Considerada marco legal da política educacional brasileira, a referida lei apresenta estas características: maior autonomia aos órgãos estaduais, diminuindo a centralização do poder no MEC; regulamenta a existência dos Conselhos Estaduais de Educação e do Conselho Federal de Educação (depois denominado Conselho Nacional de Educação); garante o empenho de 12% do orçamento da União e 20% dos municípios com a educação; dinheiro público não exclusivo às instituições de ensino públicas; obrigatoriedade de matrícula nos quatro anos do ensino primário; formação do professor para o ensino primário no ensino normal de grau ginasial ou colegial; formação do professor para o ensino médio nos cursos de nível superior; ano letivo de 180 dias; ensino religioso facultativo, além de permitir o ensino experimental.
É no início da década de 1960, auge das grandes reformas do governo do presidente João Goulart, que a nova perspectiva da História ganha maior visibilidade, em consonância com o contexto político da época – então, Nélson Werneck Sodré, Luiz Werneck Vianna, Edgard Carone, Emília Viotti da Costa, entre outros não menos importantes, promovem verdadeira revolução na historiografia e com o apoio das novas instituições criadas no âmbito do Ministério da Educação e Cultura (MEC) dão um salto ao propor novos conceitos consignados no livro didático: a história como processo, e não mais como culto aos vultos pátrios ou como reles instrumento de valorização da nacionalidade.
Isso ocorria no ápice da chamada Guerra Fria, entre as duas superpotências vencedoras da Segunda Guerra Mundial – Estados Unidos e União Soviética –, que disputavam a hegemonia político-ideológica do Hemisfério Sul, do qual o Brasil sempre foi uma potência regional importante. Como nunca, a disputa ideológica esteve em franca ascensão, ainda mais na escola, na academia e na produção editorial, com expoentes de grande formação – com destaque, em todos os matizes, para intelectuais como Gustavo Corção (ultraconservador), Gilberto Freire e Hélio Jaguaribe (conservadores), Pedro Calmon, Austragésilo de Athayde e Sobral Pinto (liberais), Alceu de Amoroso Lima e Sérgio Buarque de Holanda (progressistas), Darcy Ribeiro e Celso Furtado (da esquerda nacional) e Paulo Freire, Milton Santos, Josué de Castro, Caio Prado Júnior e Wladimir Pomar (da esquerda engajada).
Foi um período de muita fecundidade intelectual e de grandes projetos efetivados para mudar o perfil da sociedade brasileira: depois do esforço redobrado do então ditador Getúlio Vargas de industrializar o Brasil, finalmente no início da segunda metade do século XX o país deixava de ser uma sociedade rural com base na monocultura de exportação (o café) e passava a competir com países latino-americanos como a Argentina, o Chile e o México o mercado industrial de base – siderúrgicas, metalúrgicas, automotivas e eletroeletrônicas com respeitável nível tecnológico. Daí a diversidade de correntes de pensamento, correspondendo com o então incipiente cosmopolitismo brasileiro, como com heterogêneo caldo de miscigenação étnica, cultural, ideológica, política, filosófica e religiosa: a cultura brasileira começava a merecer o respeito das demais comunidades científicas da América Latina, do Ocidente e do Oriente.

-=-=-

LISTA DE TAREFAS:
1. Reproduza o trecho do texto sobre educação e historiografia no Brasil que vai de "Considerada marco legal" até "o ensino experimental.", incluindo essas palavras.
2. Retome o texto sobre educação e historiografia no Brasil e escreva a continuação a partir da última frase dele.

DADOS FORNECIDOS:
-=-=-

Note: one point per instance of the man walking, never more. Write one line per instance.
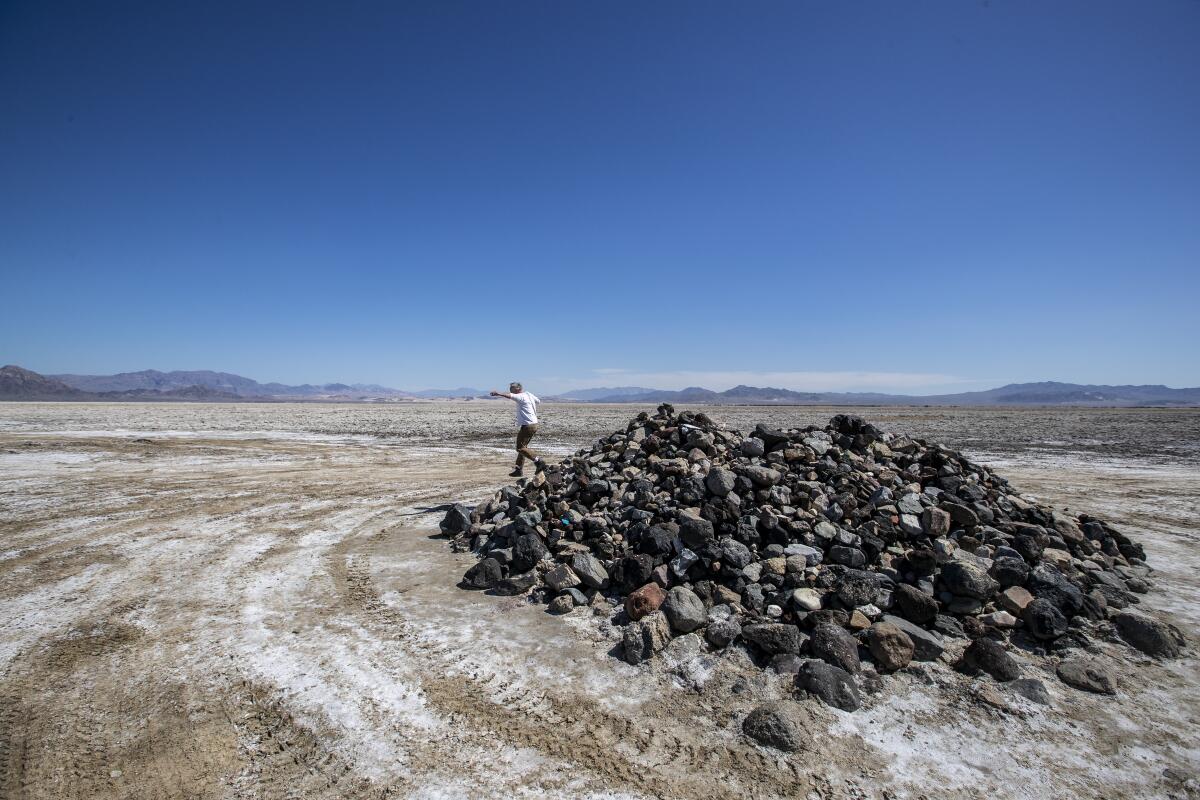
(527, 426)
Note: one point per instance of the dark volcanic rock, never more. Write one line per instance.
(834, 686)
(989, 656)
(834, 645)
(915, 605)
(774, 637)
(527, 552)
(891, 648)
(1086, 674)
(484, 575)
(684, 609)
(516, 584)
(1043, 619)
(967, 581)
(706, 534)
(927, 644)
(1147, 635)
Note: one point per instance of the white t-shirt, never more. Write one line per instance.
(527, 408)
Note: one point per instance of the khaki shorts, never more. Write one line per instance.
(525, 435)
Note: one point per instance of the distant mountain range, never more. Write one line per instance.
(1039, 394)
(196, 385)
(18, 384)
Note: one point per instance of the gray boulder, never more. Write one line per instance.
(891, 648)
(769, 726)
(969, 581)
(1087, 675)
(684, 609)
(832, 685)
(646, 637)
(589, 570)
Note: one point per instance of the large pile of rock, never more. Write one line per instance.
(815, 548)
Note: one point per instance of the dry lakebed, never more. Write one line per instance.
(251, 601)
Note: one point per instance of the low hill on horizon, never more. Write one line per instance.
(1032, 394)
(18, 384)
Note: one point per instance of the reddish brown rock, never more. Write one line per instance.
(645, 601)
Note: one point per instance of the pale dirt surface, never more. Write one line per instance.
(245, 601)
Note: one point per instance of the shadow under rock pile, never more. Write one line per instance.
(815, 548)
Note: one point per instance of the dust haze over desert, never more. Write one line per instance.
(599, 401)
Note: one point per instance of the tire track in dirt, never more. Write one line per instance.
(571, 728)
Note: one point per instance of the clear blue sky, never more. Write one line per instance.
(916, 196)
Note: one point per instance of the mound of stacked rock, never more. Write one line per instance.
(815, 548)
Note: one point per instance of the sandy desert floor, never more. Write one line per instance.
(246, 601)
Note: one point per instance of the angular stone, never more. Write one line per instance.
(484, 573)
(834, 645)
(891, 648)
(1147, 635)
(774, 637)
(927, 644)
(761, 476)
(1043, 620)
(988, 655)
(695, 531)
(456, 521)
(1015, 599)
(561, 577)
(561, 605)
(721, 632)
(684, 609)
(516, 584)
(967, 581)
(720, 481)
(589, 570)
(1087, 675)
(832, 685)
(807, 600)
(646, 637)
(915, 605)
(935, 522)
(768, 725)
(1031, 689)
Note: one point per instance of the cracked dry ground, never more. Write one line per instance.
(203, 615)
(263, 619)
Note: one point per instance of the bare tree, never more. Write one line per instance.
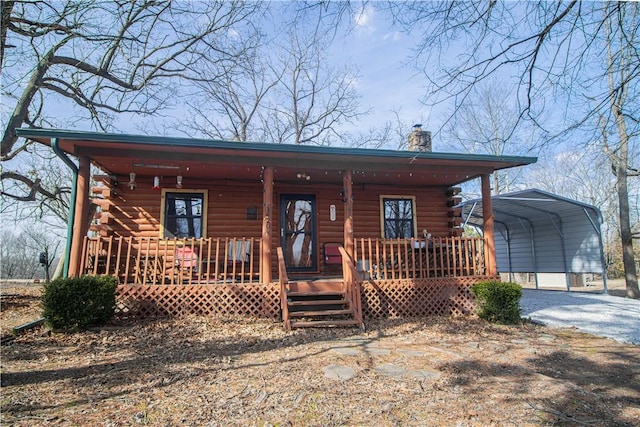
(20, 250)
(486, 124)
(230, 106)
(284, 91)
(578, 58)
(97, 60)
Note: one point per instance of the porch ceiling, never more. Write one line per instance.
(202, 160)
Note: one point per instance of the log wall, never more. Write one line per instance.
(125, 212)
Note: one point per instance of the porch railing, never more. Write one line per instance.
(144, 260)
(379, 259)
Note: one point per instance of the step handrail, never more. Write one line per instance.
(351, 278)
(283, 278)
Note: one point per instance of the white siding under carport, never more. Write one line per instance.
(539, 232)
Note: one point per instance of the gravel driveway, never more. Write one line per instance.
(597, 314)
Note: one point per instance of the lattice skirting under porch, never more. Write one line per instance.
(445, 296)
(389, 298)
(257, 300)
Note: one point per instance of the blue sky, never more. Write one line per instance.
(386, 82)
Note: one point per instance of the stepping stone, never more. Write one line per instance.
(376, 351)
(424, 374)
(346, 351)
(338, 372)
(410, 353)
(389, 370)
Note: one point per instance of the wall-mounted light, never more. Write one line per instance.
(132, 180)
(303, 175)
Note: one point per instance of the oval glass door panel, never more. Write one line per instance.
(298, 231)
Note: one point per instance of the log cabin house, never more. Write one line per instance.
(311, 235)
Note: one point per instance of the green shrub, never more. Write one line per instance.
(79, 302)
(498, 302)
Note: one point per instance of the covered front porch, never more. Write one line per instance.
(225, 228)
(385, 278)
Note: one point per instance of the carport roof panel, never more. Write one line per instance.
(532, 204)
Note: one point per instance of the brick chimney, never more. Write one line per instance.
(419, 140)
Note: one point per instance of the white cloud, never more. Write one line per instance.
(364, 18)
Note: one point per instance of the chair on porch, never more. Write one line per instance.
(187, 262)
(238, 257)
(331, 254)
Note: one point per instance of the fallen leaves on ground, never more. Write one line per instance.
(408, 372)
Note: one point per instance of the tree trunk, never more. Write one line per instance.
(626, 237)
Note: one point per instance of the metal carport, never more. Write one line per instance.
(539, 232)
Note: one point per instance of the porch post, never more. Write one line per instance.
(80, 219)
(267, 212)
(487, 215)
(347, 184)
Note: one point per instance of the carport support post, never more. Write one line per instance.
(80, 220)
(487, 215)
(267, 211)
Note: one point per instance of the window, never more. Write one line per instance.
(397, 217)
(183, 213)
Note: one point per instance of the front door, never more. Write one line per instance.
(298, 231)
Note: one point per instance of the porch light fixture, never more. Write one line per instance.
(132, 180)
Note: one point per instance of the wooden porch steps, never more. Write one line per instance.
(319, 303)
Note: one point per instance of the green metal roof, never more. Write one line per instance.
(145, 140)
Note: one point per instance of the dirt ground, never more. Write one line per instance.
(412, 372)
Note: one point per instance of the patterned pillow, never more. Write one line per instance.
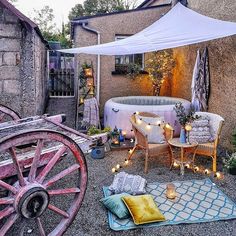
(154, 131)
(115, 204)
(132, 184)
(201, 130)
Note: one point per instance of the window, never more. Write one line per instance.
(121, 62)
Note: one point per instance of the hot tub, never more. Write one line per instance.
(118, 110)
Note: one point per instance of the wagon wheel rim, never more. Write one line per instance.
(36, 184)
(6, 112)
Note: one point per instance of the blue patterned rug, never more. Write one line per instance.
(197, 201)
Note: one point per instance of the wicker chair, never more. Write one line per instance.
(141, 141)
(210, 149)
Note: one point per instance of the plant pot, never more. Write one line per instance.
(98, 152)
(232, 171)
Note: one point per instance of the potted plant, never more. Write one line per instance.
(230, 164)
(184, 118)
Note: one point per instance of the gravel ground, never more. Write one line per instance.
(92, 217)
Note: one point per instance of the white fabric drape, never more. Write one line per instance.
(180, 26)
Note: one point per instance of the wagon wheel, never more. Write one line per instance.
(7, 114)
(33, 197)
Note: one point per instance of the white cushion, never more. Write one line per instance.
(152, 127)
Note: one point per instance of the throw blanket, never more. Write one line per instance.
(91, 112)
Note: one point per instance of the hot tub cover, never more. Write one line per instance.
(180, 26)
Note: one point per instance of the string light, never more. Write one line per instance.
(148, 126)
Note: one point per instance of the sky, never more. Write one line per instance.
(60, 8)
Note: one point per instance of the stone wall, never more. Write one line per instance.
(109, 26)
(222, 58)
(22, 66)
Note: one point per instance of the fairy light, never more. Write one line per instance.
(148, 126)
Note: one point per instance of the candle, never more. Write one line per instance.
(170, 191)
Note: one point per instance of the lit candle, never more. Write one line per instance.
(148, 126)
(170, 191)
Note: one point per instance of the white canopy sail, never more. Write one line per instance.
(180, 26)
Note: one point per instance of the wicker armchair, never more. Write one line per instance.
(210, 149)
(141, 141)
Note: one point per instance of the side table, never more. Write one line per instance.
(183, 160)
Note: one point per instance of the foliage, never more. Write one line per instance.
(234, 138)
(93, 7)
(230, 162)
(94, 130)
(183, 116)
(159, 66)
(44, 19)
(133, 70)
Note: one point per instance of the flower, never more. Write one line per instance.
(183, 116)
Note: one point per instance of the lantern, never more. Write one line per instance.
(188, 128)
(170, 191)
(115, 137)
(88, 72)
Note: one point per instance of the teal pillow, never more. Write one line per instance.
(115, 204)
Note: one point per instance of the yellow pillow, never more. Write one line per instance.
(143, 209)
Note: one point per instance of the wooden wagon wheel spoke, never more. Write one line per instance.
(6, 201)
(63, 191)
(40, 178)
(8, 224)
(40, 226)
(6, 212)
(61, 175)
(36, 159)
(8, 187)
(28, 197)
(58, 211)
(2, 116)
(19, 172)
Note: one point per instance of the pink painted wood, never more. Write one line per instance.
(7, 113)
(32, 179)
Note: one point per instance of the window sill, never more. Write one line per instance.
(142, 72)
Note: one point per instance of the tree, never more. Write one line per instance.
(159, 67)
(93, 7)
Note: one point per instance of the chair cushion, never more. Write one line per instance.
(143, 209)
(115, 204)
(132, 184)
(201, 130)
(152, 127)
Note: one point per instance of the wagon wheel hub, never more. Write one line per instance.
(33, 203)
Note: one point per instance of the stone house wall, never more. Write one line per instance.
(127, 23)
(22, 66)
(222, 60)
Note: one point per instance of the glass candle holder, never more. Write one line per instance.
(170, 191)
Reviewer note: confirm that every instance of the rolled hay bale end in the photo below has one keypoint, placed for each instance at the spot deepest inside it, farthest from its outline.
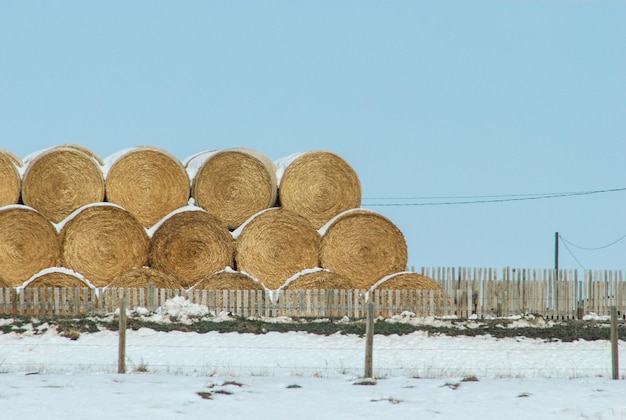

-=-=-

RESPOSTAS:
1.
Considerada marco legal da política educacional brasileira, a referida lei apresenta estas características: maior autonomia aos órgãos estaduais, diminuindo a centralização do poder no MEC; regulamenta a existência dos Conselhos Estaduais de Educação e do Conselho Federal de Educação (depois denominado Conselho Nacional de Educação); garante o empenho de 12% do orçamento da União e 20% dos municípios com a educação; dinheiro público não exclusivo às instituições de ensino públicas; obrigatoriedade de matrícula nos quatro anos do ensino primário; formação do professor para o ensino primário no ensino normal de grau ginasial ou colegial; formação do professor para o ensino médio nos cursos de nível superior; ano letivo de 180 dias; ensino religioso facultativo, além de permitir o ensino experimental.

2.
Contudo, foi um período, do mesmo modo, efêmero. Com a implantação do regime de exceção decorrente do golpe militar de 1964, o ensino de História sofreu um retrocesso considerável: a cassação dos direitos políticos de intelectuais que coordenavam a nova política educacional do governo federal e a restrição imposta a todas as atividades educativo-culturais durante o período mais crítico do regime – entre 1968 e 1973, quando foram instituídas as reformas do ensino universitário, médio e fundamental (com a adoção da Lei Federal nº. 5.540/1969 e da Lei Federal nº. 5.692/1971, resultantes do Acordo MEC-Usaid, isto é, entre o gestor nacional da educação e a Agência Estadunidense de Ajuda ao Desenvolvimento Internacional) e esvaziado o conteúdo de História e Geografia, fazendo surgir disciplinas como Estudos Sociais, Organização Social e Política Brasileira (OSPB), Educação Moral e Cívica (EMC), Educação Artística e Programa de Saúde, além da disciplina Estudo de Problemas Brasileiros (EPB) em nível universitário.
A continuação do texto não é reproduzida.